Revise the part that opens with the line containing "white ceramic plate." and runs through the end of the items, changing "put a point on" to "place a dot on" and leaving everything else as is.

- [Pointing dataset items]
───
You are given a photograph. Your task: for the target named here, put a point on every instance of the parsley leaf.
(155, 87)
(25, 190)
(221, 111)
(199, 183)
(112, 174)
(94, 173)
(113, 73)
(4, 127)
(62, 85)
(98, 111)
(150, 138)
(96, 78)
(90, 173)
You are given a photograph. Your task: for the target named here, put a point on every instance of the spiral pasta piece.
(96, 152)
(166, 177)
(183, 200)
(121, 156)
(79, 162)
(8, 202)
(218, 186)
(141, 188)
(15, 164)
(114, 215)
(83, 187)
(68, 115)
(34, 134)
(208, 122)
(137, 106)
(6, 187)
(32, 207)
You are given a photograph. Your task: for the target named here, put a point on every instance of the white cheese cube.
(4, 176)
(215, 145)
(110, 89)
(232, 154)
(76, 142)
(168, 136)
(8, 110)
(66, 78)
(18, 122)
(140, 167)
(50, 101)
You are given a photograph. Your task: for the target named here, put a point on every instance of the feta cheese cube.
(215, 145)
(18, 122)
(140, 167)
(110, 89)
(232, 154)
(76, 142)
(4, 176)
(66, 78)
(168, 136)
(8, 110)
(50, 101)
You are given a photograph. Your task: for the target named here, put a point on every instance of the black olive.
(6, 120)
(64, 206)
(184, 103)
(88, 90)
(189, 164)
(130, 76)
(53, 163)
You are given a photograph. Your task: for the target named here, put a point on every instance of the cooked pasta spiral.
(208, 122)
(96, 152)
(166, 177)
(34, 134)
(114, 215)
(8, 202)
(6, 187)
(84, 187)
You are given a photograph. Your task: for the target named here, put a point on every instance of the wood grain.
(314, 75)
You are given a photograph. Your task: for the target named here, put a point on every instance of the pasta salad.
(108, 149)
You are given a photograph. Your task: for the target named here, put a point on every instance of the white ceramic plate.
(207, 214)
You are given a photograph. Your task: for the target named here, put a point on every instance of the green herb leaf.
───
- [TASK OUTPUT]
You are given a photograph. Your task: for the target named here, place a dot on every instance of the white ceramic plate.
(207, 214)
You are given a photograph. Your task: for the target named here, place a dot on every instance of the green herb leaf.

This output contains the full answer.